[WHAT IS BEING ASKED] Below are some records; copy each line in them that contains "woman".

(Stored data entries)
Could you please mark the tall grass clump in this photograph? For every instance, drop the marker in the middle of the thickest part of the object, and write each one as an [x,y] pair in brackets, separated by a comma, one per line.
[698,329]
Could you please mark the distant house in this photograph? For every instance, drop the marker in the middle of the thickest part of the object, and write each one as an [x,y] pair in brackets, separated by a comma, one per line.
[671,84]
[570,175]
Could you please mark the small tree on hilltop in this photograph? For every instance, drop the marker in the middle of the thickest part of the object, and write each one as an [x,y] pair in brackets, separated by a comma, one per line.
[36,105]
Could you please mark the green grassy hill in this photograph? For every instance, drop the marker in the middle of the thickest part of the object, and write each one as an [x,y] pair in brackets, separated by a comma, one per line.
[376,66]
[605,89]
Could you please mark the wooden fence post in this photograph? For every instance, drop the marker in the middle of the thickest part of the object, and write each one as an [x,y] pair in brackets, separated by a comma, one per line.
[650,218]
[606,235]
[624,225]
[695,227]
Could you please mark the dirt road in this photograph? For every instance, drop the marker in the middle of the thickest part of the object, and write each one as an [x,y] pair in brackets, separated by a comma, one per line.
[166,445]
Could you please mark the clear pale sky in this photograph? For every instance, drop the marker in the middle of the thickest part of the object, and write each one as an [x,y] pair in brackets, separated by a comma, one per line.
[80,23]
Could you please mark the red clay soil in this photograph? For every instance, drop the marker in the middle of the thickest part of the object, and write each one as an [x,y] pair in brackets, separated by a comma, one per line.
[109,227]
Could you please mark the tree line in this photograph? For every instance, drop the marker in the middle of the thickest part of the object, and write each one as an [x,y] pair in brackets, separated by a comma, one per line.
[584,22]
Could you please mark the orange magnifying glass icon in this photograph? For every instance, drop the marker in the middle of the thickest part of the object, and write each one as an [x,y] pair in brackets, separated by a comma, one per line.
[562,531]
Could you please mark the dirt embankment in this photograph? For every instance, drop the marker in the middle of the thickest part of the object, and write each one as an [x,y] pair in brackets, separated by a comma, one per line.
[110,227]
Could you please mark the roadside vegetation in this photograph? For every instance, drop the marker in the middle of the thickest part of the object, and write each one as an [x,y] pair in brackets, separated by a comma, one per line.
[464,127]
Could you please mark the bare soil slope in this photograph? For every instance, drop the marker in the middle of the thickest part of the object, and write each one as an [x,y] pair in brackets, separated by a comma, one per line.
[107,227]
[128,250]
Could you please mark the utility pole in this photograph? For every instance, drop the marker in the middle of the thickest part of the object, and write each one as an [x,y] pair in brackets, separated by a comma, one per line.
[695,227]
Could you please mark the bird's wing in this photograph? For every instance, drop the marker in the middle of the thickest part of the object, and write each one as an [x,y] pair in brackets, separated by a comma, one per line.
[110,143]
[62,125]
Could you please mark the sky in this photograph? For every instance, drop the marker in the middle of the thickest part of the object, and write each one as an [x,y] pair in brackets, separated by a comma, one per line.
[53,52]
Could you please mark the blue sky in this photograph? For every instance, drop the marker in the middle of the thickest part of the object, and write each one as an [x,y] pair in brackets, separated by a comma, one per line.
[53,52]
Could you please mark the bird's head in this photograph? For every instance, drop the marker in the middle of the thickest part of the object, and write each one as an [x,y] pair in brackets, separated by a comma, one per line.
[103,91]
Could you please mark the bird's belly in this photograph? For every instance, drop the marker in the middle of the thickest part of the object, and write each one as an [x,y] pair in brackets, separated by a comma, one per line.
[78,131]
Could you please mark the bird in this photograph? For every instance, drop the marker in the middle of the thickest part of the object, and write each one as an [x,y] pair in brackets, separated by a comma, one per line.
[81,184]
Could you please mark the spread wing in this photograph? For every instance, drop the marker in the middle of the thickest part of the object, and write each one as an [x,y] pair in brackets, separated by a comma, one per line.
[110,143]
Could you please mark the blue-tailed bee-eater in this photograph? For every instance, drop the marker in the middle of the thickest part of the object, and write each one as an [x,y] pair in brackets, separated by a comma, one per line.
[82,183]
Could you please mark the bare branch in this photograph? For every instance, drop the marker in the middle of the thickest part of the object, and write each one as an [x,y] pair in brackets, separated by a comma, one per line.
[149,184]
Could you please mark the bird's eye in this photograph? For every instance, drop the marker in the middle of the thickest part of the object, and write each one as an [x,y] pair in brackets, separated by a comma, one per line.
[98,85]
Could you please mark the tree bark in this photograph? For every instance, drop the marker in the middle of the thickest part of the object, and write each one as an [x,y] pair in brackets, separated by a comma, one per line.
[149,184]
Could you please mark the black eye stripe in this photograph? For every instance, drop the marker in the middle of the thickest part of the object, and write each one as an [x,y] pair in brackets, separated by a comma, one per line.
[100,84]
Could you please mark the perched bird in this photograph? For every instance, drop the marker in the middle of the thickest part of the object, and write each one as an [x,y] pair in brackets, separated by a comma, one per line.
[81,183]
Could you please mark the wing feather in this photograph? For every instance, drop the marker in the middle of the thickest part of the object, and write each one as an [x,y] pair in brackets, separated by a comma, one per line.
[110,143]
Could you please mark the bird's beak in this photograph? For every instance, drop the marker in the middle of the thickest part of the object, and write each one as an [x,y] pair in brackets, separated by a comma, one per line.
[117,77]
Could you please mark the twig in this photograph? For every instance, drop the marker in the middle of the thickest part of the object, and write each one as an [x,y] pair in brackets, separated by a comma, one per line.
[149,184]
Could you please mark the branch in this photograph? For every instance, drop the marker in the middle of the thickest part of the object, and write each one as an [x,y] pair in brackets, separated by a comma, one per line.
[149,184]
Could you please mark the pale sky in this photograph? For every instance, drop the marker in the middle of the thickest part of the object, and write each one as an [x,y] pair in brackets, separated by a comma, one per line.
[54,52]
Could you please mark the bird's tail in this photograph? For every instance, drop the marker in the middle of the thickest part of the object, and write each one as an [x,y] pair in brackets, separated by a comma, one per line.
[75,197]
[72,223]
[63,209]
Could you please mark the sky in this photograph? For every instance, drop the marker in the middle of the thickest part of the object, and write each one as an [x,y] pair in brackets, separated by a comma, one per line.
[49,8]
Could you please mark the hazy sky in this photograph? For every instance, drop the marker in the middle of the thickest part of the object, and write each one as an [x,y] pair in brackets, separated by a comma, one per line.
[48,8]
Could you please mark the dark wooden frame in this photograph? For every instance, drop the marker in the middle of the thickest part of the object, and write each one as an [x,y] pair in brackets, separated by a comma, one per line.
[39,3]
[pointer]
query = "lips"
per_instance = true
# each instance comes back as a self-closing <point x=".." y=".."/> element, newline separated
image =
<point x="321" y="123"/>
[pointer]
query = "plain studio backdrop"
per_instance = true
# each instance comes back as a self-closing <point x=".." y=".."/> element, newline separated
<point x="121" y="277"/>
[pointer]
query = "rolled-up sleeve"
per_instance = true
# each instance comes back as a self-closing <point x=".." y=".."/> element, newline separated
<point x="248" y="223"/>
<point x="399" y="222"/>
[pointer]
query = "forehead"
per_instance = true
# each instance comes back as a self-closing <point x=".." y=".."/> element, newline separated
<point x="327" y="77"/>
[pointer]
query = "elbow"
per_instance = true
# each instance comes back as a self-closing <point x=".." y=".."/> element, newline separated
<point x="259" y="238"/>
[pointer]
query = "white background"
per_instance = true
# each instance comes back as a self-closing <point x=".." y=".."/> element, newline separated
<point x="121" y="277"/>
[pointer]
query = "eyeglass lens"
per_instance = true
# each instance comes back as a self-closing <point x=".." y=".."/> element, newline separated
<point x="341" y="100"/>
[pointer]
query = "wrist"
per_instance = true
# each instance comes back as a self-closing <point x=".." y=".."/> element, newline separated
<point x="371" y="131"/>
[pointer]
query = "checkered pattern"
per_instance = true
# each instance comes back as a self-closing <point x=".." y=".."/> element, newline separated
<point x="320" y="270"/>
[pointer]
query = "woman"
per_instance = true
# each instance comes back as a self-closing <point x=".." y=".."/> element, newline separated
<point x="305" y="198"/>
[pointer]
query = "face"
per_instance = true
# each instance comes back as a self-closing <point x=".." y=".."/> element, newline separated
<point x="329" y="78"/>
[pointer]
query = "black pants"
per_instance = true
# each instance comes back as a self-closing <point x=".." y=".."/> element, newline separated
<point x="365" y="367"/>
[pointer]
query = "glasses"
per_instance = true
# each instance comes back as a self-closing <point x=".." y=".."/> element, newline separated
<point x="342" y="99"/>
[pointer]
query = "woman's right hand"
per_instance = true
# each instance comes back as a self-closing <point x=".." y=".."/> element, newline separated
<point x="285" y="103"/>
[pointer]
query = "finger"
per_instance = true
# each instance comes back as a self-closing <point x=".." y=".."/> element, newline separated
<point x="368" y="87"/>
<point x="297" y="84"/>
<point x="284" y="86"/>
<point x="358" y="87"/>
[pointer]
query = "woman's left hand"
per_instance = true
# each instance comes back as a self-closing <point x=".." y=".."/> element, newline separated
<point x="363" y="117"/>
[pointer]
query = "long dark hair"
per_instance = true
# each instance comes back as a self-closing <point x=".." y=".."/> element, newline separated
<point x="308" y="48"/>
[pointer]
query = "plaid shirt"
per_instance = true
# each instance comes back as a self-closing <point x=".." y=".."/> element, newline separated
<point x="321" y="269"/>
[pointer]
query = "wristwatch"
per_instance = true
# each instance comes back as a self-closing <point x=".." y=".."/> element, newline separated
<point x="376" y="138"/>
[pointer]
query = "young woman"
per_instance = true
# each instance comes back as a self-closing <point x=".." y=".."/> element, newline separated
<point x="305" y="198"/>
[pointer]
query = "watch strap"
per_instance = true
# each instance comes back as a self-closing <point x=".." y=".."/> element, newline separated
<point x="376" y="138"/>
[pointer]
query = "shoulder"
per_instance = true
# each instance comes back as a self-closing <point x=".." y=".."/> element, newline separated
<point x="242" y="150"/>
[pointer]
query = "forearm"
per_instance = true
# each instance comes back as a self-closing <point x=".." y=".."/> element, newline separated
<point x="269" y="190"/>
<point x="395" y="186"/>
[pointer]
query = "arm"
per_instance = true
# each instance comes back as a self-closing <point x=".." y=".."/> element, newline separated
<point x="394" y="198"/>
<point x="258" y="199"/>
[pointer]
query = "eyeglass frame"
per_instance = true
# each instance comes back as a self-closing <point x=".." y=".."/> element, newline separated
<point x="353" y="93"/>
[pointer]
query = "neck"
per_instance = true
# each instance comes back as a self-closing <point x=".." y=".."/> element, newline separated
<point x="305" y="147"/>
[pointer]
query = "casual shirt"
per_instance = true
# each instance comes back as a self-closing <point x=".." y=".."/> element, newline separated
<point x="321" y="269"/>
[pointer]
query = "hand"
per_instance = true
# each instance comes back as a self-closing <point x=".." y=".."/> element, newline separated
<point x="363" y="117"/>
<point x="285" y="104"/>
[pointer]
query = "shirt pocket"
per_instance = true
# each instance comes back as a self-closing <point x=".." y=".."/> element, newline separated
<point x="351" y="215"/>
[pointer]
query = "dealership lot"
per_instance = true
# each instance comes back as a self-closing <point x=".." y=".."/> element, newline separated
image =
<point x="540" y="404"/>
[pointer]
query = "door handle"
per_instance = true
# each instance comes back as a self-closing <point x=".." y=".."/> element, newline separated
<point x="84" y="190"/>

[SOLVED PROBLEM]
query = "woman"
query = "woman's right hand"
query = "woman's left hand"
query = "young woman"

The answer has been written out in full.